> **Excerto do texto**
CINEMA E LIVROS...

Trazida por uma editora que tem publicado em Portugal a sua obra, chegou à Madeira a romancista luso-francesa Joanne Michèle Sylvie Harris, para a apresentação de «O Rapaz de Olhos Azuis». Não sendo uma escritora unânime, há algo na sua escrita que surpreende e encanta. Os seus romances são pouco ortodoxos, livres de regras e pudores. Falam de amor, do fantástico e de factos históricos mas não são necessariamente românticos, nem fantasiosos e tão pouco procuram dar lições de história. A dificuldade em classificar os livros de Joanne está na originalidade das suas histórias e na genialidade da sua escrita. Produto do bilinguismo herdado e de culturas diversas, começou por sentir-se deslocada, refugiando-se na leitura, que povoou o seu imaginário de amigos construídos pelo sonho. Também passou grande parte da sua adolescência a escrever, sempre à procura de um estilo próprio: conseguiu inegavelmente os seus intentos, os que transformam a criação em obra de arte. Começou com «The Evil Seed» mas seria precisa uma década para o sucesso, surgido verdadeiramente graças à adaptação de «Chocolate» ao cinema. Actualmente, os seus livros já venderam mais de 4 milhões de exemplares só Reino Unido e estão traduzidos em mais de 40 países. «Vadiar, espreguiçar-se, pavonear-se, tocar mal música, chatear padres e subverter silenciosamente o sistema, apesar de gostar também da ofuscação, sordidez, rebelião, bruxaria, assalto à mão armada, chá e biscoitos» são, segundo ela própria, os seus passatempos favoritos.

> **Itens apresentados**
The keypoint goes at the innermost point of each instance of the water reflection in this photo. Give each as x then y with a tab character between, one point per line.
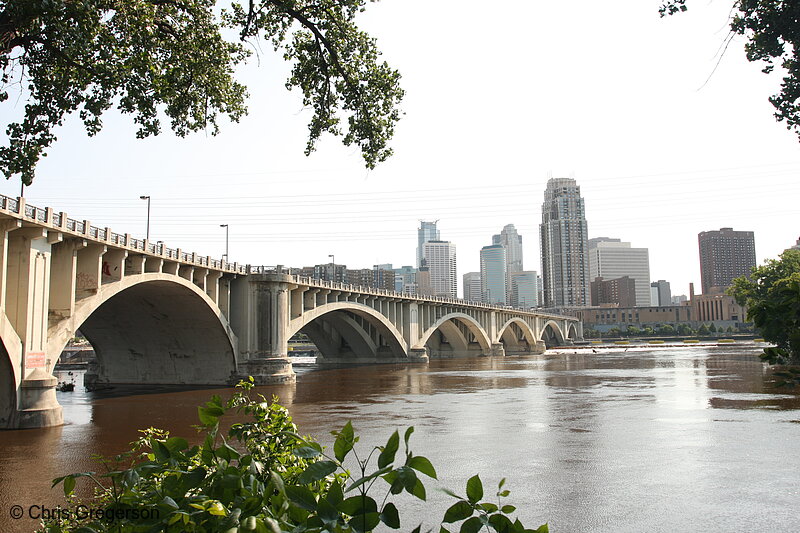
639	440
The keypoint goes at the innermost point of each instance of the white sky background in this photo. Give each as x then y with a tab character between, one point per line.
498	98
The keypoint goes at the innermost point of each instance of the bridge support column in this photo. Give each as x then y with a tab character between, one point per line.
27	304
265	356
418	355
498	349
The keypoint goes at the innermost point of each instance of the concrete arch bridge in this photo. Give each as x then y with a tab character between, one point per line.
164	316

* * *

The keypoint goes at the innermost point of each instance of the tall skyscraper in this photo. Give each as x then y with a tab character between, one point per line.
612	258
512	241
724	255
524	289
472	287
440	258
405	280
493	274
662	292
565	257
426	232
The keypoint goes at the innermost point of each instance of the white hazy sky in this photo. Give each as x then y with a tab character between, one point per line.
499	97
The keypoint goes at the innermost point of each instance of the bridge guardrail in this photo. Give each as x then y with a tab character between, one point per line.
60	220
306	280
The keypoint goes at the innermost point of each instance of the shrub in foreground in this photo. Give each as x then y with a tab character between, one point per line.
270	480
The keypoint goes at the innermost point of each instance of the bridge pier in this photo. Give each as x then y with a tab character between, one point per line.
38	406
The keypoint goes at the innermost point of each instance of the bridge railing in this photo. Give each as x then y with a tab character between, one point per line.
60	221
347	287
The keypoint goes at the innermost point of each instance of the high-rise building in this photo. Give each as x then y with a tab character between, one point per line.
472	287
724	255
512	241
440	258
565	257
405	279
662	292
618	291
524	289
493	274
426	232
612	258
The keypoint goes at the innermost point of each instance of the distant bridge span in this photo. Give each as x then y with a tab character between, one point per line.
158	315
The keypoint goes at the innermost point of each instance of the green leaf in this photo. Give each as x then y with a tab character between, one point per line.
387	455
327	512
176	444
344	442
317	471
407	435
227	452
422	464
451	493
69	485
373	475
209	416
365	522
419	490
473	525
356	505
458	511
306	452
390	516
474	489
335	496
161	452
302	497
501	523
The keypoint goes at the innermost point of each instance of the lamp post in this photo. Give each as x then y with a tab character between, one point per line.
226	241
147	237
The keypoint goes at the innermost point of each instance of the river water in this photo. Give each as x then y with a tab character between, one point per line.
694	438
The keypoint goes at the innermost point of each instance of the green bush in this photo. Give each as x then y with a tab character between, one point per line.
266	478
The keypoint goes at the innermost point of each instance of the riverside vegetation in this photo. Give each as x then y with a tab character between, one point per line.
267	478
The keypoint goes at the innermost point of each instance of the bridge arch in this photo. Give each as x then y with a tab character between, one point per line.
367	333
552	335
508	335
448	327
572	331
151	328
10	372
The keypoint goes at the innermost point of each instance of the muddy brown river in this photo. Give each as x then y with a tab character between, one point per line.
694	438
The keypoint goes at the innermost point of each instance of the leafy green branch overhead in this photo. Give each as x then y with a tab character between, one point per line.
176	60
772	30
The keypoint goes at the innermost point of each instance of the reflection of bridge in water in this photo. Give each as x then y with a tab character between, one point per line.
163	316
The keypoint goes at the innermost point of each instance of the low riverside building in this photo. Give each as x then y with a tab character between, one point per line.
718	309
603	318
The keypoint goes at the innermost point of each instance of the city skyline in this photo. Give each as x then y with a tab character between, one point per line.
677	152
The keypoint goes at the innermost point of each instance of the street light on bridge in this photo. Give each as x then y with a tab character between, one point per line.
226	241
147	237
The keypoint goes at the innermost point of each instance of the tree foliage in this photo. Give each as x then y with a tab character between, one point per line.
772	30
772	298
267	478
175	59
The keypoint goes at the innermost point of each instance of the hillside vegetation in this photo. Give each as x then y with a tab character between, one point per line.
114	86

> **Exercícios propostos**
1: Responda, com base no texto sobre Joanne Harris:
(a) Que livro veio a escritora apresentar à Madeira?
(b) Com que obra começou?
(c) Quantos exemplares dos seus livros foram vendidos no Reino Unido?
2: Prossiga o texto sobre Joanne Harris a partir da última frase apresentada.
Os itens provêm de outra fonte.

> **Em resposta**
1:
(a) «O Rapaz de Olhos Azuis».
(b) «The Evil Seed».
(c) Mais de 4 milhões.

2:
Como alguém disse, «os livros de Joanne Harris são como o chocolate negro – doces e intensos». Precisamente em «Chocolate», Vianne é a mãe solteira que chega a uma pequena aldeia, com a sua filha, e ali abre uma chocolataria. A oposição entre Vianne e o padre Reynaud cria uma grande tensão dramática: «Todos nós somos divididos interiormente», diz Joanne. « O Padre Reynaud é uma espécie de anoréctico. É repressivo, a sua severidade para com os outros baseia-se no facto de se odiar profundamente». E é contra isso que «Chocolate» se insurge, defendendo os pequenos prazeres da vida, neste caso os gastronómicos, e o direito à diferença, numa pequena aldeia, fechada ao que vem de fora.

Já na colectânea «Danças e Contradanças» são 22 os contos, caracterizados pela condensação das intrigas e pelo carácter surpreendente dos temas escolhidos, muitas vezes ligados ao insólito, «a par de narrativas que tratam das questões ligadas aos afectos e à necessidade de felicidade da personalidade humana».

Em «A Praia Roubada», a sua linguagem exuberantemente sensorial transporta-nos de imediato para a praia, e quase sentimos a areia debaixo dos pés e o gosto salgado do ar: «As ilhas são diferentes. E quanto mais pequena for a ilha, mais isto é verdadeiro. Reparem na Grã-Bretanha. É quase inconcebível que uma faixa de terra tão estreita contenha tamanha diversidade: o jogo de críquete, chá com natas, Shakespeare, Sheffield, peixe e batatas fritas avinagrados em folhas de jornal, o Soho, Oxford e Cambridge, a praia de Southend, esperguiçadeiras listradas em Green Park, os Beatles e os Rolling Stones, Oxford Street, as indolentes tardes de domingo. Tantas contradições. E todas elas marchando juntas como manifestantes embriagados que ainda não perceberam que a principal causa de protesto são eles próprios. As ilhas são pioneiros, grupos dissidentes, descontentes, peixes fora de água, isolacionistas naturais. Como já disse, diferentes».

Quanto a «O Rapaz de Olhos Azuis», sei apenas que «ele a conhece há uma eternidade e, contudo, ela nunca o viu». Mas ele vê-a a ela e, até então, nunca se apaixonara. Assusta-o a maneira como tudo se conspira para que ela nunca lhe saia da cabeça...

Importa ler o livro antes que surja um novo filme. Recordo: esta escritora só foi devidamente descoberta, amada, odiada e «lida» depois da adaptação do seu romance «Chocolate» ao cinema!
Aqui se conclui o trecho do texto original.